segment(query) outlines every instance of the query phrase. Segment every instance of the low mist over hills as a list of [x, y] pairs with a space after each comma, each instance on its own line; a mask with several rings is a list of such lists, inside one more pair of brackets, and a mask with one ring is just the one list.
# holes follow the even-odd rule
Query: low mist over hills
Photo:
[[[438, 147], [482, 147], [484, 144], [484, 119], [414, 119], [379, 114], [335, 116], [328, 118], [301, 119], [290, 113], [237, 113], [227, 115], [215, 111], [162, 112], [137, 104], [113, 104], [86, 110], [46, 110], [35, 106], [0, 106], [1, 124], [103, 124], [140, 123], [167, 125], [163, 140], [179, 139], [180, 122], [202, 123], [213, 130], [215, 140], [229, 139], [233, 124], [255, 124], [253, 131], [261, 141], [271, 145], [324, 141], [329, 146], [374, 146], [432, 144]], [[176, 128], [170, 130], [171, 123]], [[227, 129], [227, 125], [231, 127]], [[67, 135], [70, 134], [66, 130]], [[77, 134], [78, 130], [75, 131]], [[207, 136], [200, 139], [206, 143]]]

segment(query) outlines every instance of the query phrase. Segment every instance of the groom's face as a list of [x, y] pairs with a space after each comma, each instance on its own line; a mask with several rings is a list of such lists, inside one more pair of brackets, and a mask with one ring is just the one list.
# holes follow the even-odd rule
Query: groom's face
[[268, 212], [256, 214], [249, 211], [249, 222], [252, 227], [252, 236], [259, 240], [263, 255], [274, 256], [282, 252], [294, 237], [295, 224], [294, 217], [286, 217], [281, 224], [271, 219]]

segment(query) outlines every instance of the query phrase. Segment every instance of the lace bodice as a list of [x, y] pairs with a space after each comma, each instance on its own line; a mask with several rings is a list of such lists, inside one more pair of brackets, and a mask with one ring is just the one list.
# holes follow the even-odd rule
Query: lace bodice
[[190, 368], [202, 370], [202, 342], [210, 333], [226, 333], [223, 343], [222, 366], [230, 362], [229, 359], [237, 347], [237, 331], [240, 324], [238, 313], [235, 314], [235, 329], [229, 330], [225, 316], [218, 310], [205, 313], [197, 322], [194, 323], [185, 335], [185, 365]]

•••

Reproduce every line of the items above verbatim, from the first through the last, without altering any character.

segment(query) outlines every instance of the query phrase. Segment every instance of the low mist over hills as a list of [x, y] pairs with a space after each comma, each instance on its own line; a mask with several rings is a list of such lists, inside one more pair of brackets, and a mask with one ring is just the one list.
# holes follow the even-odd rule
Query: low mist over hills
Photo:
[[[438, 147], [482, 147], [484, 144], [484, 119], [414, 119], [379, 114], [335, 116], [328, 118], [301, 119], [290, 113], [237, 113], [227, 115], [215, 111], [162, 112], [137, 104], [113, 104], [86, 110], [46, 110], [35, 106], [0, 106], [1, 124], [103, 124], [140, 123], [167, 125], [163, 140], [179, 139], [180, 122], [202, 123], [213, 130], [215, 140], [229, 139], [233, 124], [255, 124], [253, 131], [261, 141], [271, 145], [324, 141], [329, 146], [374, 146], [432, 144]], [[176, 128], [170, 130], [171, 123]], [[227, 129], [227, 125], [231, 127]], [[67, 135], [70, 134], [66, 130]], [[77, 134], [78, 130], [75, 131]], [[207, 136], [200, 139], [206, 143]]]

segment(query) outlines every instance of the query phrase. Segment every instance of the groom's face as a list of [x, y] pairs with a space after each comma, each instance on its own line; a mask with several rings is a list of such lists, inside one more pair of brackets, and a mask with one ring is just the one list.
# holes follow the even-odd rule
Query: groom's face
[[268, 212], [256, 214], [249, 211], [249, 222], [252, 227], [252, 236], [259, 240], [263, 255], [274, 256], [282, 252], [294, 237], [295, 224], [294, 217], [286, 217], [281, 224], [271, 219]]

segment(query) outlines every instance of the query phrase. Segment every instance of the lace bodice as a list of [x, y] pairs with a space after each comma, each instance on its own line; a mask with several rings is a list of such lists, inside one more pair of brackets, and a mask with one ring is just the one list.
# holes follow the even-odd rule
Query: lace bodice
[[190, 368], [202, 370], [202, 342], [210, 333], [226, 333], [223, 343], [222, 366], [230, 362], [229, 359], [237, 347], [237, 331], [240, 324], [238, 313], [235, 314], [235, 329], [229, 330], [225, 316], [218, 310], [205, 313], [197, 322], [194, 323], [185, 335], [185, 365]]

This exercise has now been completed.